▸ **EXCERPT PROVIDED**:
How to Check Tenant References: A Letting Agent's Guide
A strong application can still go wrong if you trust it too quickly. The income figure looks fine, the employer email exists, the previous landlord sounds positive, and everyone wants to move fast. That's exactly when agents make expensive mistakes.
Good tenant referencing isn't a formality. It's a risk-mitigation workflow. You're not trying to catch people out for the sake of it. You're trying to verify whether the story on the application stands up when you test it from different angles.
The teams that handle this well don't treat referencing as a stack of admin tasks. They treat it as a way to protect the landlord's asset, reduce fall-throughs, and make a confident decision backed by evidence. If you want to know how to check tenant references properly, start there.
Beyond the Basics of Tenant Screening
A familiar scenario. An applicant comes in quickly, says they can move this week, offers to pay promptly, and looks polished on paper. Newer team members often read that as low risk. Experienced agents know it can mean the opposite.
The actual job isn't collecting documents. The actual job is deciding whether the application is true, affordable, and compliant. If any one of those fails, the tenancy becomes harder to defend later.
What a proper referencing process is really doing
A solid workflow tests three things:
- Legal compliance: Can you lawfully proceed, and have you recorded what you need to record?
- Financial stability: Can the applicant afford the rent in a way you can evidence?
- Past behaviour: Have they shown they can sustain a tenancy without avoidable issues?
That last point matters more than many agents admit. Plenty of applications look acceptable until you compare addresses, dates, job titles, and contact details side by side. The cracks usually appear in the joins.

▸ **EXERCISES**:
1. Reproduce the passage of the tenant referencing guide word for word, everything from "The teams that" down to "properly, start there.".
2. List the three things that, according to the tenant referencing guide, a solid workflow tests.
3. In the tenant referencing guide, what does good tenant referencing amount to if it is not a formality?

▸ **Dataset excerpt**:
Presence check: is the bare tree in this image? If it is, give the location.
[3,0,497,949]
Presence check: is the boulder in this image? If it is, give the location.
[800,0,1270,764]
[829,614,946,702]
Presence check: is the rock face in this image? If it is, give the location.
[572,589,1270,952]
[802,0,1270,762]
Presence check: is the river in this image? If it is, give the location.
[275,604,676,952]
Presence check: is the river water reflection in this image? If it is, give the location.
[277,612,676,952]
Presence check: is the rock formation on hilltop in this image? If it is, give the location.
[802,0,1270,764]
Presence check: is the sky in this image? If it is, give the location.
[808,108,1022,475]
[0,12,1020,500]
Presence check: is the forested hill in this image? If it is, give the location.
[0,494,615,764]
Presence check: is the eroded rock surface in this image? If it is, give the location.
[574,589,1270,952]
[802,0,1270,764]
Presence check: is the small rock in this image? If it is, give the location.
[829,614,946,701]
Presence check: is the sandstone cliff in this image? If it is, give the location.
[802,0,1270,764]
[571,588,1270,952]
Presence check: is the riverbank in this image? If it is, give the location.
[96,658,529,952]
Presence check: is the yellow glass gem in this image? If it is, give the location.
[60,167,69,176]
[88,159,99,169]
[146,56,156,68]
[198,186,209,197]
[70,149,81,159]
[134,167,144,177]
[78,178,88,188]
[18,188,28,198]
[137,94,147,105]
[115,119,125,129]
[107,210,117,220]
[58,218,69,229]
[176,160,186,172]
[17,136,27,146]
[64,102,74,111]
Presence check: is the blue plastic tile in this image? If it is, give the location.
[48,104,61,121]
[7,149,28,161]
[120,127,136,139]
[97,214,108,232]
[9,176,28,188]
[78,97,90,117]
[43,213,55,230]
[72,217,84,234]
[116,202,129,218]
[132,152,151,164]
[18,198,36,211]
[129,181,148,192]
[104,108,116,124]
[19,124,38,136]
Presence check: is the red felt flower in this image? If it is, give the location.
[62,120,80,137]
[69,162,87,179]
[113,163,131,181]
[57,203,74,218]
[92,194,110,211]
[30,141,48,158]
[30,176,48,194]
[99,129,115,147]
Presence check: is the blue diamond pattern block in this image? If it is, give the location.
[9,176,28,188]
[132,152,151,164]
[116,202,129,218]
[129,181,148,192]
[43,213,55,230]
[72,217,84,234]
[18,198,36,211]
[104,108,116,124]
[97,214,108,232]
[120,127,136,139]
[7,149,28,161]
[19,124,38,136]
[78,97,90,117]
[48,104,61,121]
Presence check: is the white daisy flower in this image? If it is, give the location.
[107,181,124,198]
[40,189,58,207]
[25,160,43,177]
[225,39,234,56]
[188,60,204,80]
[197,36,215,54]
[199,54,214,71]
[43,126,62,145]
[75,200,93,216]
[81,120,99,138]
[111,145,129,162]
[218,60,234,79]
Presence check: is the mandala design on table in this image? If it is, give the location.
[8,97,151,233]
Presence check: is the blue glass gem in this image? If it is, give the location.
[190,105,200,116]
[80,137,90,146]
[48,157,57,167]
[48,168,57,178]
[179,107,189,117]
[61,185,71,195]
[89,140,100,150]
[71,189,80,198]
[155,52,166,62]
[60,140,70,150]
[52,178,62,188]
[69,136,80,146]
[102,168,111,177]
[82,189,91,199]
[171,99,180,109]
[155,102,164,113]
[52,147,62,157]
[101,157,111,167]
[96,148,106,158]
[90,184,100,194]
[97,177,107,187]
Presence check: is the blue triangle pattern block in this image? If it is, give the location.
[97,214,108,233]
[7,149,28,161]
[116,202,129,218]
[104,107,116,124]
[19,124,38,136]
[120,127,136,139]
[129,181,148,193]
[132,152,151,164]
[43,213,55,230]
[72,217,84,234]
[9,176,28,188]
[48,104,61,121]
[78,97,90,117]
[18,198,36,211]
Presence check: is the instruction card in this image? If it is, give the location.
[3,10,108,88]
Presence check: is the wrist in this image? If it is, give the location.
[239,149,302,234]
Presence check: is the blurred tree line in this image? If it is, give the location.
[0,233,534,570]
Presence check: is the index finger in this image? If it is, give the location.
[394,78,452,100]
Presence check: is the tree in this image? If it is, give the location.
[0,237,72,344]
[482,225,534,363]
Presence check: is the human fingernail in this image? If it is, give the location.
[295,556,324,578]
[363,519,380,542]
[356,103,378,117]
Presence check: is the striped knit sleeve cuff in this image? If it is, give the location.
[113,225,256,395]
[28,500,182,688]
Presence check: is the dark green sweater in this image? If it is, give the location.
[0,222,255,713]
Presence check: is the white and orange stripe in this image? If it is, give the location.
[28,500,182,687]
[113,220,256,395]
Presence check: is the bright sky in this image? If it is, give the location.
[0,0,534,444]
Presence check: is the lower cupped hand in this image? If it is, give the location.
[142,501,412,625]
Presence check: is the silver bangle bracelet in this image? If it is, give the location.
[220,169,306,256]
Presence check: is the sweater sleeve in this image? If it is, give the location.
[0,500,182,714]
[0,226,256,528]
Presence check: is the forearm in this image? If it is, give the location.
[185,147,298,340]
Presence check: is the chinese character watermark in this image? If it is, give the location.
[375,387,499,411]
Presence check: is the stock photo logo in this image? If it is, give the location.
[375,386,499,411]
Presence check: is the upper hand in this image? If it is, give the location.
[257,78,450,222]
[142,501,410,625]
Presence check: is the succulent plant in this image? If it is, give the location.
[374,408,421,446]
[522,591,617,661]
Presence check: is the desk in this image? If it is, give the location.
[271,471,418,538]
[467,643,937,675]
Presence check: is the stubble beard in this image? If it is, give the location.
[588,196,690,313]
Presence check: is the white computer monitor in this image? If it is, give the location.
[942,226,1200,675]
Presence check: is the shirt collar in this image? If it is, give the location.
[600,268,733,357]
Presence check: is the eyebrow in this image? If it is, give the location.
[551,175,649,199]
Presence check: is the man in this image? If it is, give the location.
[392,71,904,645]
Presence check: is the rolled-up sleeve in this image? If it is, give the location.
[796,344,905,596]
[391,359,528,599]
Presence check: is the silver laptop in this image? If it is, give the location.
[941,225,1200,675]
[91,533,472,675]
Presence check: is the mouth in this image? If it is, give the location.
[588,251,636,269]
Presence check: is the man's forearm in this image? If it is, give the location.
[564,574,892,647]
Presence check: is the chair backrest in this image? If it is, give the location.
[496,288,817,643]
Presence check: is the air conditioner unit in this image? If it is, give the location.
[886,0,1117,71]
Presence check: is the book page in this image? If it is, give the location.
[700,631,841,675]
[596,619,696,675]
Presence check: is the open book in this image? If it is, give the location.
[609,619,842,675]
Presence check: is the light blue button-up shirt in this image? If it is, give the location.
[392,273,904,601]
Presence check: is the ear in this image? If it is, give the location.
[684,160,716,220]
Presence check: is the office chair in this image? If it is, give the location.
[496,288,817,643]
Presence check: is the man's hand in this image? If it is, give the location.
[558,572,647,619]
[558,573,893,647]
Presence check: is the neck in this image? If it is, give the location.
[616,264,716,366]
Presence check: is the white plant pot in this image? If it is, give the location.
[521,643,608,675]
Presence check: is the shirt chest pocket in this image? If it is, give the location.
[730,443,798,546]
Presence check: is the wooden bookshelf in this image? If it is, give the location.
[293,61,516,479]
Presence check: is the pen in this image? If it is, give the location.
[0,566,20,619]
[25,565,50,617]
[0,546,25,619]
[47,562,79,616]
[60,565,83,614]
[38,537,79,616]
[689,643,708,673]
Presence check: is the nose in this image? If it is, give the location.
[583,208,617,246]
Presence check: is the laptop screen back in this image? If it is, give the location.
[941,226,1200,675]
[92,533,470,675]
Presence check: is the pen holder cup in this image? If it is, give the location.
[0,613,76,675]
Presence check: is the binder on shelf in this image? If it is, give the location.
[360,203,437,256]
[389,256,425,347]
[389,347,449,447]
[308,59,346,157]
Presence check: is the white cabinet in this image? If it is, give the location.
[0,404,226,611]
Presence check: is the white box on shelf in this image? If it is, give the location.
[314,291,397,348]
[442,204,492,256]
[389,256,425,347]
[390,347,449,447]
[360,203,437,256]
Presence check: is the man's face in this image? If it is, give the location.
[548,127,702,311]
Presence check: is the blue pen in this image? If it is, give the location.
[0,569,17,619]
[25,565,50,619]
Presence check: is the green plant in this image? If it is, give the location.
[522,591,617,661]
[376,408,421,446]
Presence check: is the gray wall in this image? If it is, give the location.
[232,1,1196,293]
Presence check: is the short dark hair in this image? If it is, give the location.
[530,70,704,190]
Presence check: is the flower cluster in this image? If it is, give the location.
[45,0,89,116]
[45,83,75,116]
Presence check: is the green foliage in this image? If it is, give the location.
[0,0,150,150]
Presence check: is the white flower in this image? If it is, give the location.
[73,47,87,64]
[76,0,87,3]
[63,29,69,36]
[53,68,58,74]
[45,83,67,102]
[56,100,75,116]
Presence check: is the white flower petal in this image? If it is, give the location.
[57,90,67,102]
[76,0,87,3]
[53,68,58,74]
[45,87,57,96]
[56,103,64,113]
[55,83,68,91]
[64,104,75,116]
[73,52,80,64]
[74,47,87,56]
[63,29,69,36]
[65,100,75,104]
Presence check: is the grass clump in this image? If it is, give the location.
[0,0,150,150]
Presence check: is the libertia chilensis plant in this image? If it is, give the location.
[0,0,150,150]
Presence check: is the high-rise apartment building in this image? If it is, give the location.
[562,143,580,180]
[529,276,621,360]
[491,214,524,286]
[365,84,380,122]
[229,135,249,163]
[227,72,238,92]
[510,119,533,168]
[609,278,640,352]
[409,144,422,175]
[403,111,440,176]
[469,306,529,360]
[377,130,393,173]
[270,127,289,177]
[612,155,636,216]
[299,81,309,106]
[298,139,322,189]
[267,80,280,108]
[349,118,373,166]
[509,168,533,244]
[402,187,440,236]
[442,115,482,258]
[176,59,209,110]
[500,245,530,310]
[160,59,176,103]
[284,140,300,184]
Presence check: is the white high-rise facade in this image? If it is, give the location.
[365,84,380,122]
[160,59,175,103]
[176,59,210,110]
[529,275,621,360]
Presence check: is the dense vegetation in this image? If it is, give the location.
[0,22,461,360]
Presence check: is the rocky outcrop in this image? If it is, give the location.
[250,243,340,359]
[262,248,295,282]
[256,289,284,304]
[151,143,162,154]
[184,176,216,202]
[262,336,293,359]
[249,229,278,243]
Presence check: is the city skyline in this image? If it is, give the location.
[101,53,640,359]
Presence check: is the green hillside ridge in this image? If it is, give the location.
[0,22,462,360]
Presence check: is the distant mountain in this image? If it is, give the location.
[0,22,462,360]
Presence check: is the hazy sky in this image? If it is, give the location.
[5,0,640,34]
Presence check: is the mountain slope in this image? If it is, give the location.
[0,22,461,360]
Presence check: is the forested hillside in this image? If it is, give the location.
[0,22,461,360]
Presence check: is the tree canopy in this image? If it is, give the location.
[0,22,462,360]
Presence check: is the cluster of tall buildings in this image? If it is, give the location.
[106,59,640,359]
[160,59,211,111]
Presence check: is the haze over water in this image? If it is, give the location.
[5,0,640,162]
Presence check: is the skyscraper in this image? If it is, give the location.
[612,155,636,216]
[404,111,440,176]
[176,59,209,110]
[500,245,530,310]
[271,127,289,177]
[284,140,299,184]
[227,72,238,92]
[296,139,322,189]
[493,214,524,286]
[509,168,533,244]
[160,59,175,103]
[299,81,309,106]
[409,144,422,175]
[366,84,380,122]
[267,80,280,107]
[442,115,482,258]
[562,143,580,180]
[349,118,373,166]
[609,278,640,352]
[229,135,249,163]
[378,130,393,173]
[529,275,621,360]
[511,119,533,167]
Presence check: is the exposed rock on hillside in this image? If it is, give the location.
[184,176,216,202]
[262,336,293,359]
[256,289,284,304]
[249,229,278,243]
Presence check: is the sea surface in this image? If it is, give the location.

▸ **RESPONSES FOR EACH TASK**:
1.
The teams that handle this well don't treat referencing as a stack of admin tasks. They treat it as a way to protect the landlord's asset, reduce fall-throughs, and make a confident decision backed by evidence. If you want to know how to check tenant references properly, start there.

2.
- Legal compliance
- Financial stability
- Past behaviour

3. A risk-mitigation workflow.